▶ **What this task involves**
Your answer should be the lines below from the one holding "segment each instance, simplified" through the one holding "output: one SVG", copied exactly and with nothing else.

▶ **Given data**

::::::::::

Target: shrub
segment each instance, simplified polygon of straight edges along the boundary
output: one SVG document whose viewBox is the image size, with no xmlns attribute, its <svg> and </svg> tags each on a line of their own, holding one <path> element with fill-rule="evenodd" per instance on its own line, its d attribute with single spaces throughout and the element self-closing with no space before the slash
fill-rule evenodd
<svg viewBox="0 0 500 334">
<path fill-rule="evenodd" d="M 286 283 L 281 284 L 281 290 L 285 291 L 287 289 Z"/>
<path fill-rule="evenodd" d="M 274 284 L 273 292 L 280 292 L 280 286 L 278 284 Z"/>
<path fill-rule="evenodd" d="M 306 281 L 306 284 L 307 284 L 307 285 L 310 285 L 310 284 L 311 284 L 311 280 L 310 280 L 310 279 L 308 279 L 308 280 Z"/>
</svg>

::::::::::

▶ **Your response**
segment each instance, simplified polygon of straight edges along the boundary
output: one SVG document whose viewBox is the image size, with no xmlns attribute, its <svg> and </svg> tags each on a line of their own, holding one <path> element with fill-rule="evenodd" per instance on its own line, its d attribute with single spaces throughout and the element self-closing with no space before the slash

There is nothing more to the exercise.